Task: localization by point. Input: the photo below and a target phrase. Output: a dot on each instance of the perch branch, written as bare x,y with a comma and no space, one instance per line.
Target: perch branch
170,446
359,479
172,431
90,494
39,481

• • • • •

Each line above must be printed exactly as it appears.

| Exercise response |
Task: localization by point. Input: the photo below and a target phrase. Output: a dot on each instance of the perch branch, written as bare x,y with a comma and no space, one instance per line.
Target: perch branch
170,446
359,479
172,431
90,494
39,481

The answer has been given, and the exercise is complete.